_What you have to do_
Down to the final character, output the records below as they stand.
[Data for this exercise Boundary: Start]
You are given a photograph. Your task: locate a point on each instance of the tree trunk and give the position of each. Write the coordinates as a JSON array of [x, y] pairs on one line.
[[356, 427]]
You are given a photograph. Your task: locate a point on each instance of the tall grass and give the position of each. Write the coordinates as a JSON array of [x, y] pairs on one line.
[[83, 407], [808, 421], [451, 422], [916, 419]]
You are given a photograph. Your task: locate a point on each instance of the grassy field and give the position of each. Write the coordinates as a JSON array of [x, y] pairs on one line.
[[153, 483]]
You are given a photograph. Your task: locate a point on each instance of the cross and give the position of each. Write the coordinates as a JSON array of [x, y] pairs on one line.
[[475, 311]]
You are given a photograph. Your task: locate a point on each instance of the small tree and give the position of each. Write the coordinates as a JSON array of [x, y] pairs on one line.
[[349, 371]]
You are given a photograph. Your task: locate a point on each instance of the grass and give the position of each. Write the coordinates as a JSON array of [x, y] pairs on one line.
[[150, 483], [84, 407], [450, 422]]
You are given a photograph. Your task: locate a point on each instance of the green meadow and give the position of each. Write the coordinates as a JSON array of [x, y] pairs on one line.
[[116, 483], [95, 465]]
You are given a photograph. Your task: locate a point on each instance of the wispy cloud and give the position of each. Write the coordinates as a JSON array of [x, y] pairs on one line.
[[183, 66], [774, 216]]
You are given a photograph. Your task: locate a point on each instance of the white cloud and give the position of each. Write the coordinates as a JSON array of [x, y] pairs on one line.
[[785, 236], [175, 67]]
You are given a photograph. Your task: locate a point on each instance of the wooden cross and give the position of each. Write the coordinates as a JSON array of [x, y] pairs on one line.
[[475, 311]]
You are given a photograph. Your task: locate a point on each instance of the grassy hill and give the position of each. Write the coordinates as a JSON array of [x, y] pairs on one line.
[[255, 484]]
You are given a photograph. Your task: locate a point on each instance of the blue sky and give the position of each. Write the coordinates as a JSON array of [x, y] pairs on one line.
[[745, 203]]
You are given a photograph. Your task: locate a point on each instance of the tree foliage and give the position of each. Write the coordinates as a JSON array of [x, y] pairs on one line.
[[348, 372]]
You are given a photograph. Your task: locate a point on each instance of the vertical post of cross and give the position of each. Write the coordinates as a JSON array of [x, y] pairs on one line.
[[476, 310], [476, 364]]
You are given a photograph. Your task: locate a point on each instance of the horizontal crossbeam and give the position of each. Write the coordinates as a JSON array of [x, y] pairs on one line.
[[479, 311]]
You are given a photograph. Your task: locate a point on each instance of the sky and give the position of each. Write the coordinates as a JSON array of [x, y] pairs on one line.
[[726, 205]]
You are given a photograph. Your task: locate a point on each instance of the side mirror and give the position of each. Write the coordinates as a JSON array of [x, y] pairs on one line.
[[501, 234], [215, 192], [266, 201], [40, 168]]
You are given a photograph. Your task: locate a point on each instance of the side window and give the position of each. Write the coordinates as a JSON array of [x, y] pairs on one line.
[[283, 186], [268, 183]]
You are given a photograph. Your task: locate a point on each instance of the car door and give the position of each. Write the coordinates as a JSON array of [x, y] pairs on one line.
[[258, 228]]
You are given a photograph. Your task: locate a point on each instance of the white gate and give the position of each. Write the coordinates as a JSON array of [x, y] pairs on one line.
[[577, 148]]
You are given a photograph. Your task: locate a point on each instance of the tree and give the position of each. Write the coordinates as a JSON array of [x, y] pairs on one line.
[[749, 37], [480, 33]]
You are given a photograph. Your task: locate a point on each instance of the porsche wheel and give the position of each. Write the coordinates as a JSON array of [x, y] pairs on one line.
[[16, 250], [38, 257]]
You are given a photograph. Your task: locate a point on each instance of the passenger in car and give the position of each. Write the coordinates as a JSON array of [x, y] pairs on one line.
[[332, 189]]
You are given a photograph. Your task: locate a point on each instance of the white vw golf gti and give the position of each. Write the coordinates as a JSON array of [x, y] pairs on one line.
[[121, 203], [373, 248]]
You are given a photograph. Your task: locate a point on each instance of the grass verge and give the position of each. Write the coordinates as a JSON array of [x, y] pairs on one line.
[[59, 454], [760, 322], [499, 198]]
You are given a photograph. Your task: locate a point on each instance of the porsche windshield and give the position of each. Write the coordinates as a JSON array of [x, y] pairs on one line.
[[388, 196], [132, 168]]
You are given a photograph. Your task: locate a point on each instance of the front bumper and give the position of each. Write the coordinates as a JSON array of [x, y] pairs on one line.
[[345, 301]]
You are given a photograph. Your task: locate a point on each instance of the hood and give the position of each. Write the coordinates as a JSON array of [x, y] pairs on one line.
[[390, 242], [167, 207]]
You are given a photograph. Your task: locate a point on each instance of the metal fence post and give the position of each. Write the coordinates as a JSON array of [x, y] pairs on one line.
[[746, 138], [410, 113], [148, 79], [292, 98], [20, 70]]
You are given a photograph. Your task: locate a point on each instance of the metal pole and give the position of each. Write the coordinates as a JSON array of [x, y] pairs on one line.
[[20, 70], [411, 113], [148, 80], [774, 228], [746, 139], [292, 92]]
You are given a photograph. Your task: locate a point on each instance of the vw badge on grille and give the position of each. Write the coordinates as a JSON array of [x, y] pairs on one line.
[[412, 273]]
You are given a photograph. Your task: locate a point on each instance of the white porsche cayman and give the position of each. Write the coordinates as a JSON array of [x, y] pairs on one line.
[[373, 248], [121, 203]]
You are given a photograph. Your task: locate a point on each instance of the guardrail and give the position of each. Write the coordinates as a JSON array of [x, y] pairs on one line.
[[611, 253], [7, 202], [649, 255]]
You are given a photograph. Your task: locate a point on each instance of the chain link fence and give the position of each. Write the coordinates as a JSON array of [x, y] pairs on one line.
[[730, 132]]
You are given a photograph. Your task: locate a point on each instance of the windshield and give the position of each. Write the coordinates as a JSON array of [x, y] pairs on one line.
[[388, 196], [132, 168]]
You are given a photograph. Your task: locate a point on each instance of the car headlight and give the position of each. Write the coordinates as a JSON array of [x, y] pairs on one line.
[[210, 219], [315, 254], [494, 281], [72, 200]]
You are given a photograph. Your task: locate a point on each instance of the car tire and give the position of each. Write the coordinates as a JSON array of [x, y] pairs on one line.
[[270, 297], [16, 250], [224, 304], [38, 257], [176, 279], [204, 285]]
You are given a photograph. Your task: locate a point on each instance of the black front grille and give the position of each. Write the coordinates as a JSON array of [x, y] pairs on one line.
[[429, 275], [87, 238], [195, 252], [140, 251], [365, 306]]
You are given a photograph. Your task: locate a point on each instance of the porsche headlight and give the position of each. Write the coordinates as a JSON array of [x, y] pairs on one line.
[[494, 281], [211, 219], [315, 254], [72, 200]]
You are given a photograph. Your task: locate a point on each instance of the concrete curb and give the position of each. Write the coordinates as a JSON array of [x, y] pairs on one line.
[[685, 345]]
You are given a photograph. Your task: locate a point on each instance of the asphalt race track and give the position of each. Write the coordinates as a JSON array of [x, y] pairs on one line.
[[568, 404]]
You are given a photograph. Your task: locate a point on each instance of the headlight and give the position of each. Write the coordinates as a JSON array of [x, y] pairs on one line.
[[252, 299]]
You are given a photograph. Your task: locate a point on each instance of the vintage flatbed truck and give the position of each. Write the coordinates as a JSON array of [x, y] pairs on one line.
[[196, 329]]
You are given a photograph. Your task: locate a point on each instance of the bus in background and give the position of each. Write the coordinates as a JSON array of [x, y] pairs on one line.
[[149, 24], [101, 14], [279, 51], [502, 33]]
[Data for this exercise Boundary: End]
_Solved problem_
You are given a photograph. Your task: locate a point on each instance of the tree trunk and give the position of each. Write the coordinates as a JSON array of [x, y] pairs on one line.
[[356, 427]]
You are given a photograph. Your task: locate a point on each instance of the tall grass and give the position of each. Write the coordinates as a JSON array of [x, y] pairs on one line.
[[83, 407], [808, 421], [451, 422], [916, 419]]
You are given a photograph. Your task: locate a point on each instance of the grassy field and give the position of each. Write the coordinates as a JSON array of [x, y] pairs on one line.
[[153, 483]]
You are given a photograph. Your task: locate a point on each instance of the cross and give the position of each. Write the coordinates as a JSON array of [x, y] pairs on one line.
[[475, 311]]
You are given a photograph. Your task: locate a point on each instance of the small tree and give the position of each. Write the coordinates as a JSON array of [x, y] pairs on one line.
[[349, 371]]
You are given a photograph. Your task: locate a point on each instance of the grass and give the position of each. Write the coordinates as a JSON array of [x, y] pairs on one line.
[[150, 483], [84, 407], [450, 422]]
You are given a photograph. Your task: locate a point on each instance of the green meadow and give the position of each. Write the coordinates as a JSON array of [x, y] pairs on one line.
[[116, 483], [95, 465]]
You are given a photograph. Your task: locate a point on each instance of the wispy cloud and give the position of each. Write the coordinates as a JSON array of [x, y] pairs on one line.
[[183, 66], [774, 216]]
You are given a photograph. Your task: locate a point on each instance of the white cloud and give the position of each. Write the coordinates as a JSON array of [x, y] pairs on one line.
[[785, 236], [175, 67]]
You are given a photograph. Your task: locate a point on each instance of the wooden cross and give the position of each. Write the coordinates as a JSON array of [x, y] pairs on one line.
[[475, 311]]
You are given a photograph. Your task: locate a point on each instance of the grassy hill and give the position of each. Write the coordinates as a JSON array of [x, y] pairs on one line.
[[255, 484]]
You are given a photograph. Your task: locate a point on each instance of the blue sky and give the position of each. Write the coordinates as a JSON array of [x, y] pairs on one line.
[[745, 203]]
You are given a photograph. Your task: locate a point on each instance of the tree foliage and give the position of each. Write the coordinates as a JSON array of [x, y] pairs on one line.
[[348, 372]]
You are given a photograph. Your task: locate a point on each instance of the vertical post of cross and give the position of each. Write the coordinates as a JSON array of [x, y] pairs on one line.
[[476, 310], [476, 364]]
You are given a photograph. Your task: locate a point on each instance of the horizontal crossbeam and give the position of each. Write the coordinates as a JSON array of [x, y] pairs on one line.
[[479, 311]]
You are given a photograph. Your task: locate a point on each instance of the sky and give the position of each. Write the coordinates as a JSON array of [x, y] pairs on one line.
[[726, 205]]
You are given a photograph. Your task: locate a point on each instance of the side mirror and give the position of each. Write the coordinates as a JSON array of [x, y] pairs on one line.
[[501, 234], [215, 192], [266, 201], [40, 168]]
You are given a photograph. Your task: locate a point on each instance of the side window and give the position of each. Write the coordinates as a JSON array of [x, y] pairs on one line.
[[283, 186], [268, 183]]
You are given a photograph. Your task: locate a point on each instance of the car door and give the position of each. Write the coordinates as a JSON array of [x, y] pairs on one line.
[[258, 228]]
You are given a photograph. Your task: locate a point on each instance of the white gate and give the position of each. Write the coordinates as a JSON array of [x, y] pairs on one line.
[[577, 148]]
You are given a photograph. Your task: locate a point on each instance of the tree and give the position of each. Write the coordinates as a JSON array of [x, y] pairs on one line.
[[749, 37], [480, 33]]
You are given a photograph. Your task: locate a point on each instance of the porsche wheel and give the position of each. Write the coordinates as a JSON array of [x, y] pairs on one line.
[[16, 250], [38, 257]]
You are given a photograph. Your task: locate a point on each instance of the passenger in car and give the position of each. Write the coordinates as a JSON array of [x, y] pairs on one line.
[[332, 189]]
You are given a photograph. Your task: locate a point on each instance of the white vw golf gti and give the position of each. Write the coordinates as a JSON array of [x, y] pairs on one line.
[[121, 203], [373, 248]]
You are given a photograph. Your task: locate a point on each instance of the grass verge and give the position of each. Write the coordinates as a JSON array of [x, y] pairs on one line.
[[59, 454], [760, 322], [499, 198]]
You are given a photograph. Your task: locate a point on each instance of the porsche windshield and give the position of each. Write the coordinates as a JSON array of [x, y] pairs on one line.
[[388, 196], [132, 168]]
You are given a photograph. Your task: locate a point on each instance of the front bumper and give the position of each. Write the coordinates as a JSON array of [x, y] pairs on one line.
[[345, 301]]
You are given a photograph. Your task: locate a point on each instance of the hood and give the position of each. Write the coordinates as a JSON array of [x, y] pairs on one line.
[[390, 242], [167, 207]]
You are given a photograph. Your task: locate a point on each instance of the metal fence post and give the position of each. Write the coordinates as a JSON array of [x, y] pairs on one line.
[[746, 138], [410, 113], [148, 79], [292, 98], [20, 70]]
You are given a photograph. Your task: locate a point on each instance of the metal pole and give the position of each. Write the coordinates as a JSON array of [x, y] pairs on one line.
[[20, 70], [411, 113], [148, 80], [774, 228], [746, 139], [292, 92]]
You are given a photograph. Your task: locate a point on each instance of the vw badge on grille and give the position of each. Write the coordinates as a JSON array of [x, y] pairs on one line.
[[412, 273]]
You are given a photograph. Your task: locate a point on each instance of the white porsche cayman and give the position of each. Write the coordinates as a JSON array of [x, y] pairs on one line.
[[373, 248], [121, 203]]
You are given a photograph. Your task: locate a point on each instance of the guardrail and give the position of each. Write the coordinates as a JSON array of [x, y] pairs on one line.
[[611, 253], [7, 202], [649, 255]]
You are given a photograph. Your task: locate a point on each instance of the chain link fence and give the position of each. Write the coordinates as a JSON array of [x, y] pairs on one line.
[[730, 132]]
You are given a photograph. Your task: locate a point on each instance of the windshield and give the position of each. Write the coordinates as a JSON array of [x, y] pairs on one line.
[[388, 196], [132, 168]]
You are given a photograph. Your task: locate a point on each instance of the car headlight and give the position of each. Write the coordinates as a JSON array of [x, y] pairs on one line.
[[210, 219], [315, 254], [494, 281], [72, 200]]
You are given a photograph. Your task: locate a point on each instance of the car tire and give the position of each. Write the coordinates as a JSON array of [x, y] pairs on one line.
[[270, 297], [16, 250], [224, 304], [38, 257], [176, 279], [204, 285]]
You are given a photograph. Your task: locate a point on each instance of the black front grille and give the position of each. Write the coordinates as a JSON array of [x, y] pairs on one line.
[[429, 275], [87, 238], [195, 252], [140, 251], [365, 306]]
You are given a photograph. Your task: locate a point on each instance of the porsche headlight and give the position of each. Write the coordinates as a JSON array of [x, y] pairs on one line.
[[494, 281], [211, 219], [315, 254], [72, 200]]
You are given a photograph. Your task: locate a point on each instance of the concrete curb and give the position of each. Write the coordinates as a JSON array of [x, y] pairs on one line.
[[685, 345]]
You are given a photograph. Your task: locate a point on each instance of the asphalt race track and give the position of each. Write the coordinates as a JSON array of [x, y] pairs on one line.
[[568, 404]]
You are given a photograph. Your task: locate a point on each instance of the headlight and give the position of each. Write the coordinates as a JSON array of [x, y] pairs on one line.
[[252, 299]]
You are given a photograph. Your task: locate a point on each instance of the vintage flatbed truck and give the position of each. Write the coordinates as a JSON array of [x, y] pairs on one line.
[[196, 329]]
You are given a photograph. Your task: locate a point on each instance of the bus in background and give the position of each. Write the coordinates as a JSON array of [x, y] pairs on one line.
[[149, 24], [101, 14], [279, 51], [502, 33]]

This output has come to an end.